┌─ Records for the exercise

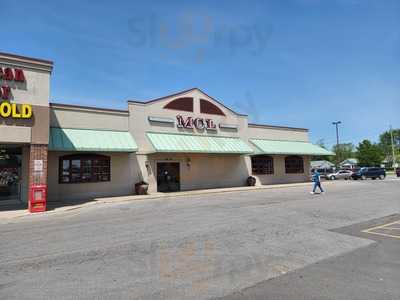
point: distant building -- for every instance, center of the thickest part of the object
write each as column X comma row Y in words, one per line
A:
column 321, row 164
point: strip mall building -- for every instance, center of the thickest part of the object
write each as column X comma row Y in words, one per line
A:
column 184, row 141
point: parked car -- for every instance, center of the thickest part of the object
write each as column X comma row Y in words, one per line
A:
column 341, row 174
column 373, row 173
column 324, row 172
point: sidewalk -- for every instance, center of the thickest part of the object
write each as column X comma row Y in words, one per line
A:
column 54, row 208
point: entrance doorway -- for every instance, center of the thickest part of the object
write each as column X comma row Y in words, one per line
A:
column 10, row 173
column 168, row 177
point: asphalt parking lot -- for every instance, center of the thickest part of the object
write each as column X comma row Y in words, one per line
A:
column 232, row 245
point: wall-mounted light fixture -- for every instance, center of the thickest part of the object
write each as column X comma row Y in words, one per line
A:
column 148, row 167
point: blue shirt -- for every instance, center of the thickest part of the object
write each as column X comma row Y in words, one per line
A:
column 315, row 177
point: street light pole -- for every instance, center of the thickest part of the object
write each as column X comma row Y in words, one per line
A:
column 337, row 141
column 393, row 154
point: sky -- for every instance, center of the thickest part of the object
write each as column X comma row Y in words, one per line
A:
column 300, row 63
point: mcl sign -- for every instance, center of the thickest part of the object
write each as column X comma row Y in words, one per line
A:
column 7, row 109
column 198, row 123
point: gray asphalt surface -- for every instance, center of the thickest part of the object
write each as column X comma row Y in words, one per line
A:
column 368, row 273
column 199, row 247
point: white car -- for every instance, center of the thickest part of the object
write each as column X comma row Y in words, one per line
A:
column 341, row 174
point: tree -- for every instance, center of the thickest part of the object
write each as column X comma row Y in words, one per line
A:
column 385, row 143
column 369, row 155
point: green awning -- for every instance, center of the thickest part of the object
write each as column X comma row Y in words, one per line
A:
column 288, row 147
column 66, row 139
column 188, row 143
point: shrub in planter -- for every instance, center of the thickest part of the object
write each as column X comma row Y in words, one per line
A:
column 141, row 188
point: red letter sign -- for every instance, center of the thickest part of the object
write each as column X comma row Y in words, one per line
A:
column 5, row 92
column 19, row 75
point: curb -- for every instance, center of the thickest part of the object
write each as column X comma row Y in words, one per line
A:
column 123, row 199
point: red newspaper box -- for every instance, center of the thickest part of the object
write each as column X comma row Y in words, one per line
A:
column 37, row 201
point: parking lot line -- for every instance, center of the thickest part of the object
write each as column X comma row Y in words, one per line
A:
column 391, row 227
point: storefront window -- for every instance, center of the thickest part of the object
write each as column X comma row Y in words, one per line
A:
column 262, row 164
column 294, row 164
column 84, row 168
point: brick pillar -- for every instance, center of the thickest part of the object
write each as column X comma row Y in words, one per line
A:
column 38, row 153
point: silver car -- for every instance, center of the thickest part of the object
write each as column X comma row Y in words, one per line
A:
column 341, row 174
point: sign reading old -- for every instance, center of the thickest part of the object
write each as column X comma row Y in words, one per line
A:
column 199, row 123
column 7, row 109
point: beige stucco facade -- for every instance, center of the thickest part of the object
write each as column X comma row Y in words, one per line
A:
column 195, row 170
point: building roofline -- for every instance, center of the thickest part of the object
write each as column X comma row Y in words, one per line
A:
column 88, row 108
column 184, row 92
column 32, row 59
column 277, row 127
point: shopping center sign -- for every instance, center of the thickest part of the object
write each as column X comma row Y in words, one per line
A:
column 199, row 123
column 7, row 109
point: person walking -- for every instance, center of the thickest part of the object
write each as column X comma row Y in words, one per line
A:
column 316, row 178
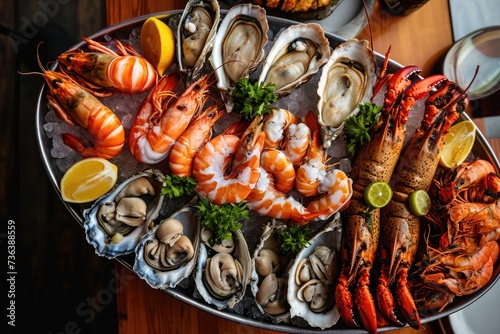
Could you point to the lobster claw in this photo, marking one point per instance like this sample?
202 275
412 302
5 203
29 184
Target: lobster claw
420 89
397 85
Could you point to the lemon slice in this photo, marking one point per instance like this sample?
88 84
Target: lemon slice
420 203
458 143
378 194
87 180
157 44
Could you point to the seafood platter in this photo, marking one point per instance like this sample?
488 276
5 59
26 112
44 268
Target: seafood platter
304 248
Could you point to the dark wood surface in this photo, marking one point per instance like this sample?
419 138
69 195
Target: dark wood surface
61 285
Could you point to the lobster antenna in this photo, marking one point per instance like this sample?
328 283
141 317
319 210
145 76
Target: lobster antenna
369 23
39 63
462 95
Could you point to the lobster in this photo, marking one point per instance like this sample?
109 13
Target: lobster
400 228
375 161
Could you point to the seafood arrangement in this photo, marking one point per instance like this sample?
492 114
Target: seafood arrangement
364 266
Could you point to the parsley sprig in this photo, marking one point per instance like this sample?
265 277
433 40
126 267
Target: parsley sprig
294 238
222 220
357 127
252 100
176 186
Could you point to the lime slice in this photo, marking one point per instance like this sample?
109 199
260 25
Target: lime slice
420 203
458 143
378 194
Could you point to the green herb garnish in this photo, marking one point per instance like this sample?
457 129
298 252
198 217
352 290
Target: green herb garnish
222 220
294 238
357 127
176 186
252 100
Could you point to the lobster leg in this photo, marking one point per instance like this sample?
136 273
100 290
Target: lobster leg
365 302
385 300
344 301
405 300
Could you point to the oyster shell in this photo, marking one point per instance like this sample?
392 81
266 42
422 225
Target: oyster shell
222 273
296 55
167 254
270 274
239 45
311 278
115 222
195 35
346 81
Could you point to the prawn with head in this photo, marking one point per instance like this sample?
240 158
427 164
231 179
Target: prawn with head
212 162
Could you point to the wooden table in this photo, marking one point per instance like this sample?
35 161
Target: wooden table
420 38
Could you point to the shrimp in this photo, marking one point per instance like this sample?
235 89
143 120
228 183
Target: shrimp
298 137
269 198
337 189
276 124
78 107
196 135
277 163
313 168
467 175
212 161
103 71
267 201
157 127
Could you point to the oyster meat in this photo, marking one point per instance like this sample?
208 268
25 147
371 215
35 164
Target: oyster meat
312 276
195 35
223 271
296 55
167 254
346 81
115 222
270 274
239 45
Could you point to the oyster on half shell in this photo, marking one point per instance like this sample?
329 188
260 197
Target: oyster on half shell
238 46
270 274
312 276
115 222
296 55
346 81
195 35
223 271
167 254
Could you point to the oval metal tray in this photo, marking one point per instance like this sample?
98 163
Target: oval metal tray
122 31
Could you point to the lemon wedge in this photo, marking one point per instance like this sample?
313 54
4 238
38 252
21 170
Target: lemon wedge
157 44
88 179
458 143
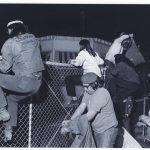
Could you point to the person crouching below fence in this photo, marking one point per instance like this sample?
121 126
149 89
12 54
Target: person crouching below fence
89 60
20 55
100 112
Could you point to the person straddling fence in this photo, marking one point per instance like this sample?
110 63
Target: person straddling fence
124 83
89 60
100 111
20 55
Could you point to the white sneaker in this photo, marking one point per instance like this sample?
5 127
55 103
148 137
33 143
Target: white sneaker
8 134
4 115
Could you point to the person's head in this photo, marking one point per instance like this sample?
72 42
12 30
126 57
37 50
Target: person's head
126 43
119 58
91 82
16 28
85 44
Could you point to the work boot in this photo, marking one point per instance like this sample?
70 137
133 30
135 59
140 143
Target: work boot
4 115
8 133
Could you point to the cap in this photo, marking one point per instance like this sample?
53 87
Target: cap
89 78
13 22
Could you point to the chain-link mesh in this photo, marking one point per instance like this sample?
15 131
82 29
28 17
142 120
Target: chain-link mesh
47 112
48 115
20 134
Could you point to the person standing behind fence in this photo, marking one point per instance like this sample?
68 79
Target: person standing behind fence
89 60
100 111
117 47
21 55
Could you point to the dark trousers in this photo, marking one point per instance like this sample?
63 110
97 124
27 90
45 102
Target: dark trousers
120 90
71 82
18 89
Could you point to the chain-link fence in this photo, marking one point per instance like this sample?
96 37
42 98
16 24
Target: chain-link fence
39 122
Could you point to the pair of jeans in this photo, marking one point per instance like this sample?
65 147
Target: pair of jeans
107 138
18 88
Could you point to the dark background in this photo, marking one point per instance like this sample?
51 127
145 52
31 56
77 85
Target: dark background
91 20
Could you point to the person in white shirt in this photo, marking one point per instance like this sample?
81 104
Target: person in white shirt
117 46
89 60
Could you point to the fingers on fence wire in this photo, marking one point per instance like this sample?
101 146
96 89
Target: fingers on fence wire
64 130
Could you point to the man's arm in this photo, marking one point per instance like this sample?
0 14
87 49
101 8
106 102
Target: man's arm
6 58
91 114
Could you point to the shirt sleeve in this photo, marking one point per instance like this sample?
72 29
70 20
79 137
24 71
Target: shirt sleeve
6 61
98 101
123 37
100 60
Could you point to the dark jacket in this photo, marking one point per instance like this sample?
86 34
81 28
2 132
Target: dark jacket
21 54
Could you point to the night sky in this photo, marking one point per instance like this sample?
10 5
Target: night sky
90 20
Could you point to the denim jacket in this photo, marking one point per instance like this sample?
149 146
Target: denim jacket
21 54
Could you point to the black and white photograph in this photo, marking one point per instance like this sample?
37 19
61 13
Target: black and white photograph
74 75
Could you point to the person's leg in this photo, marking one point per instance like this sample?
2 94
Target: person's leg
71 82
112 88
106 139
13 111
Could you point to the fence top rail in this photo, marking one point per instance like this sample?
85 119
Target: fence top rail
58 64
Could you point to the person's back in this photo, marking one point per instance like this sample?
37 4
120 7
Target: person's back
26 54
89 63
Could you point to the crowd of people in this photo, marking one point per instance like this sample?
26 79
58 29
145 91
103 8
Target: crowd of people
101 112
104 108
21 69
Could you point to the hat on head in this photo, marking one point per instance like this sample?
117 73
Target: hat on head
89 78
14 22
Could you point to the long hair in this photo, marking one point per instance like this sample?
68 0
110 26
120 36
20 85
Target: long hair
86 45
17 29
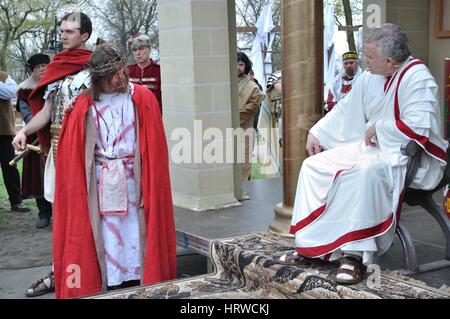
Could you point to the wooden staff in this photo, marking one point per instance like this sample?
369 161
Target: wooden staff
29 148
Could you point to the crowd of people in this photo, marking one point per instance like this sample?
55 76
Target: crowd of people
103 163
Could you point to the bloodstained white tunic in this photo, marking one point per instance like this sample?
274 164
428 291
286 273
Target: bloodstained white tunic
114 114
348 196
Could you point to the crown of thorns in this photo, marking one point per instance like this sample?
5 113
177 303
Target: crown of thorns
110 67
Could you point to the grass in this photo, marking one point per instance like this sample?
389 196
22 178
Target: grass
4 201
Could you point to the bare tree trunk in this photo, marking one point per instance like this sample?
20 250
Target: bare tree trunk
349 22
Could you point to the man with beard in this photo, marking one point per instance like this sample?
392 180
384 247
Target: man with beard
344 80
113 208
349 192
64 79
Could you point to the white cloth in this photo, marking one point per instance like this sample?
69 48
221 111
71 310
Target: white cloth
347 197
339 81
112 189
117 140
71 86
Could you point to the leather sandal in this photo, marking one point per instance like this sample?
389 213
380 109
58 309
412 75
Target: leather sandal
42 286
356 273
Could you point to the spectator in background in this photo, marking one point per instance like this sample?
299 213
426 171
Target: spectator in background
250 97
11 175
344 80
146 71
33 165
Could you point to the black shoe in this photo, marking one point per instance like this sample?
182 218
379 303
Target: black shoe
42 286
43 222
21 208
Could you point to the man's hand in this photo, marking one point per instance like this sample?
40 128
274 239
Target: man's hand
68 105
313 145
370 133
20 141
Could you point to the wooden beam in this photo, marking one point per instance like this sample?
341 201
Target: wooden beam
254 29
349 27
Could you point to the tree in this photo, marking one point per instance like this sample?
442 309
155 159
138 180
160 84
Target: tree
26 26
16 19
347 10
125 18
247 13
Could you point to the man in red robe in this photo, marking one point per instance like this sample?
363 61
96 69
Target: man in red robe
113 224
146 71
64 79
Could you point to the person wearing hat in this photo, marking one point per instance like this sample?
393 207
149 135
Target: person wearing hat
145 72
33 166
344 80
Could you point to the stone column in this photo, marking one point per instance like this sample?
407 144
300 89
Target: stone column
302 81
195 76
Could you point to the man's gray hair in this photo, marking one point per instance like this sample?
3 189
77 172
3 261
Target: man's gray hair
390 41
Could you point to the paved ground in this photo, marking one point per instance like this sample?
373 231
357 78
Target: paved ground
25 252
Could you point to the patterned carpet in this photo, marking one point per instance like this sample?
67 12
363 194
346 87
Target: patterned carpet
245 269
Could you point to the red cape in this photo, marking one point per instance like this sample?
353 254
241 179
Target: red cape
73 242
63 64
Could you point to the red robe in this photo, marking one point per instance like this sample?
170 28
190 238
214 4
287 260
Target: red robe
63 64
73 241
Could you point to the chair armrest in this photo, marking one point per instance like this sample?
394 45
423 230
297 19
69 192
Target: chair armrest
410 149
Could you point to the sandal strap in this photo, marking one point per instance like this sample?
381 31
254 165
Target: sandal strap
358 268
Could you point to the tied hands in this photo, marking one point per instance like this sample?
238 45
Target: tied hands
371 134
20 140
313 144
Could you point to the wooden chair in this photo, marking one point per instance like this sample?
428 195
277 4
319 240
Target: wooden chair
414 197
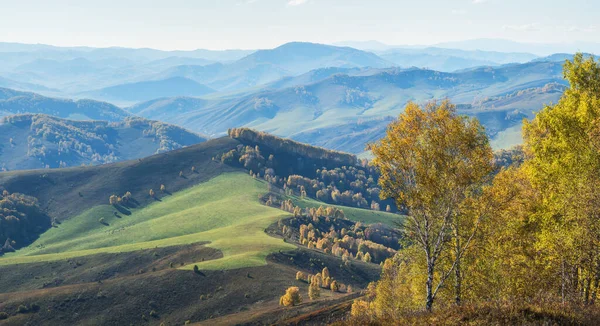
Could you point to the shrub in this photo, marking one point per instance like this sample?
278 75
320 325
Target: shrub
314 291
113 199
335 286
367 258
300 276
291 297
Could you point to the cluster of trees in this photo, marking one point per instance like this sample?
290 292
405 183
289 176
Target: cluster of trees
321 280
354 186
21 220
288 145
58 142
529 234
326 229
116 200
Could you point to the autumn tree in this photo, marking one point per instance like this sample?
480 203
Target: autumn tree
431 160
314 291
562 147
113 200
291 297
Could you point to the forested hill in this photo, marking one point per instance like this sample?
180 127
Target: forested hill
34 141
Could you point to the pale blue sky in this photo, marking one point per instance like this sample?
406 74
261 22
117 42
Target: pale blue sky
250 24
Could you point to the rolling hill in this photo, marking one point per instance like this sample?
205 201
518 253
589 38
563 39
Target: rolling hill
360 100
35 141
205 247
17 102
449 60
148 90
266 66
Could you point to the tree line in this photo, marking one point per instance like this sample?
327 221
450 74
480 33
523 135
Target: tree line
528 234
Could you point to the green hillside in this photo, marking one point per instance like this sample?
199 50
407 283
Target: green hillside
36 141
352 213
319 107
224 211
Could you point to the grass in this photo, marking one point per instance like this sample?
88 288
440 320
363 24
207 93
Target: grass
354 214
224 210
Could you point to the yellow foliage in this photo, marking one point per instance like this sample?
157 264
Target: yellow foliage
291 297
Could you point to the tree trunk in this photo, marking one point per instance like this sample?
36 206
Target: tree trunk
429 285
457 269
457 282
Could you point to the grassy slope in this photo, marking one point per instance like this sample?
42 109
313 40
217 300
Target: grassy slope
354 214
224 210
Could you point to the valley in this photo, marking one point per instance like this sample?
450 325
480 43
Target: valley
299 162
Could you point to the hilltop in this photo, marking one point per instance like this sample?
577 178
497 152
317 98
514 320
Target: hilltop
147 90
207 244
16 102
34 141
358 100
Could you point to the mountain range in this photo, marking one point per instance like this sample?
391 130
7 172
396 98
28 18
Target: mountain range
300 90
35 141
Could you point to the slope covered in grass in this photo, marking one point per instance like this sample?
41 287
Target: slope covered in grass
354 214
225 211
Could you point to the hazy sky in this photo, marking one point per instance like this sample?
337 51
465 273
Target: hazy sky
250 24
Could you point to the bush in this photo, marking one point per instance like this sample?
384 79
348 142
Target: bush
314 291
291 297
334 286
22 309
301 276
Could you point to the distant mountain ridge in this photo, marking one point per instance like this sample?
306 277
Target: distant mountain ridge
147 90
361 99
16 102
35 141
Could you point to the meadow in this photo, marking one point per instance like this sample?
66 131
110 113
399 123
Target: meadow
224 211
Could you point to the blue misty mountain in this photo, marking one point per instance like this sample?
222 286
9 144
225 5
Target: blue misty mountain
147 90
17 102
266 66
451 59
357 101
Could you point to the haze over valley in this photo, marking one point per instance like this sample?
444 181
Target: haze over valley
299 162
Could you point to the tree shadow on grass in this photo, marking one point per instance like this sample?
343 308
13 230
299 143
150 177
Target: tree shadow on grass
122 209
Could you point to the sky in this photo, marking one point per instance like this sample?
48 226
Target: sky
253 24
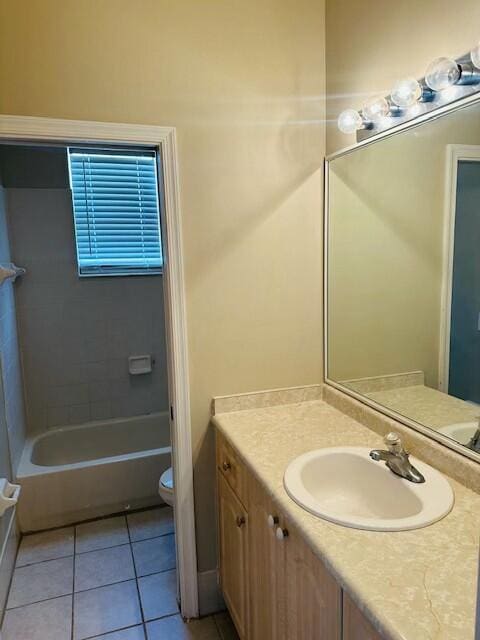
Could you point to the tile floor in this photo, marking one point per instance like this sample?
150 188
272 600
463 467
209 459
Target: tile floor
111 579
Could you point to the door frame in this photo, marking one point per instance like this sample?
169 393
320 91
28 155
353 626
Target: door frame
34 129
456 153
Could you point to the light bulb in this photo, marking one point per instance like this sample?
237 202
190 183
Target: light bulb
406 92
475 56
376 109
442 73
349 121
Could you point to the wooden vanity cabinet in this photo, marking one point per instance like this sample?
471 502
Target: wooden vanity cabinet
313 598
233 555
267 568
274 585
355 625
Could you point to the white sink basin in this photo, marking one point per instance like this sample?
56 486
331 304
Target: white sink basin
344 485
462 432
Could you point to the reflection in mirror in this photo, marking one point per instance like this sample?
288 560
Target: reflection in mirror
404 273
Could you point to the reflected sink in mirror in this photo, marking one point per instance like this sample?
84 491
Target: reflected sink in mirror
345 486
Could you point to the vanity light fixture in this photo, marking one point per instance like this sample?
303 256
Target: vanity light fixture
441 74
350 121
376 108
406 92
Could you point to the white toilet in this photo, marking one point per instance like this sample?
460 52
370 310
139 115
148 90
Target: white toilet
165 486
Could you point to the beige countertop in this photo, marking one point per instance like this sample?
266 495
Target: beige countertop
428 406
412 585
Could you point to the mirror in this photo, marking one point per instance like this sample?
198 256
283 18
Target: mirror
403 275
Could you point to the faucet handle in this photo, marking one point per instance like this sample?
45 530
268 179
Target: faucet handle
393 442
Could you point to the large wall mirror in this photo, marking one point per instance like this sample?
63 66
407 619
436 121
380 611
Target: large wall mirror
403 275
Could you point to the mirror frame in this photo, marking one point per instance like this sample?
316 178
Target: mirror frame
406 126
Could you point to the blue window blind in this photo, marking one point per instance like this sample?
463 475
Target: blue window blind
116 212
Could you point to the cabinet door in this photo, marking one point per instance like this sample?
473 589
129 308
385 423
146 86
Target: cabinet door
355 625
267 561
233 540
313 597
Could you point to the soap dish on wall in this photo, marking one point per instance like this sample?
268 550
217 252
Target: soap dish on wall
139 365
9 494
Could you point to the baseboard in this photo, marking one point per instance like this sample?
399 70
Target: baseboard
7 560
210 598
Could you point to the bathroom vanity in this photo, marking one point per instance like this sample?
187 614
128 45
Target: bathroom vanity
287 574
274 585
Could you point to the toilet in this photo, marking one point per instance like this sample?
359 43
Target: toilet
165 486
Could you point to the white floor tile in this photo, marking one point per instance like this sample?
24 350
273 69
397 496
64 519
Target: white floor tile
50 620
151 523
105 609
102 567
41 581
154 555
174 628
45 546
101 534
134 633
159 594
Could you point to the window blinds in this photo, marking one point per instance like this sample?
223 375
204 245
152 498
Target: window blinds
116 212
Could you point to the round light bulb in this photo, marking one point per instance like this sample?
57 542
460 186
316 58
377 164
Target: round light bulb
406 92
442 73
376 109
349 121
475 56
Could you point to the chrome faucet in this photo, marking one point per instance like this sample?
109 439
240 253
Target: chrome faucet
397 459
474 442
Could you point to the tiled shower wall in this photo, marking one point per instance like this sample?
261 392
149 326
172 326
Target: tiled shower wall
12 418
11 401
76 333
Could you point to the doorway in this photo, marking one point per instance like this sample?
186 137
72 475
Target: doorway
28 130
460 315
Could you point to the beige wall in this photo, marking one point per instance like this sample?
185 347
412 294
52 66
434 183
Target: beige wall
371 44
386 251
244 84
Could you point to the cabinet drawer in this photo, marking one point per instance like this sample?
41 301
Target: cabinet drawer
231 468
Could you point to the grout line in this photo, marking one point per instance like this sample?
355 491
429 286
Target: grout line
109 633
102 586
219 633
73 579
142 613
117 514
29 604
120 544
155 573
30 564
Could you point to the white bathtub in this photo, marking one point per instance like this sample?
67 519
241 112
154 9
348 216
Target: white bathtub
75 473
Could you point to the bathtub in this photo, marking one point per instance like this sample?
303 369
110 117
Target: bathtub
75 473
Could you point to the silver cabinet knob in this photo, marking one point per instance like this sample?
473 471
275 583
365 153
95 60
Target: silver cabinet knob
272 521
281 534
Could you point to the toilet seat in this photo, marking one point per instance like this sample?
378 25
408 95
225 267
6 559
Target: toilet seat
165 486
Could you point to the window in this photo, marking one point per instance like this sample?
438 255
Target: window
116 212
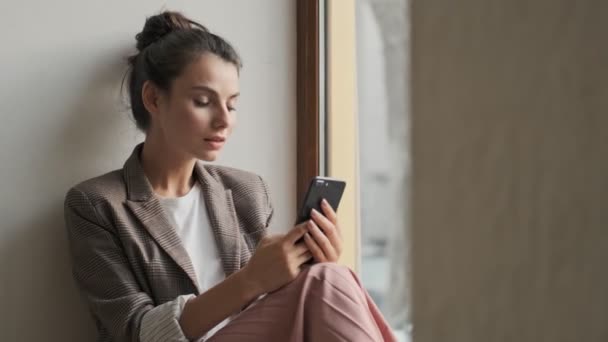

└─

*Aim of the task:*
All lines that contain the word "building" must be copied from the records above.

*Answer space:*
point: distant building -- for every instance, center of the thickest part of the object
point: strip mall building -- for every instance, center of the thickest part of the object
point: building roofline -- for every instance, center of the thickest part of the object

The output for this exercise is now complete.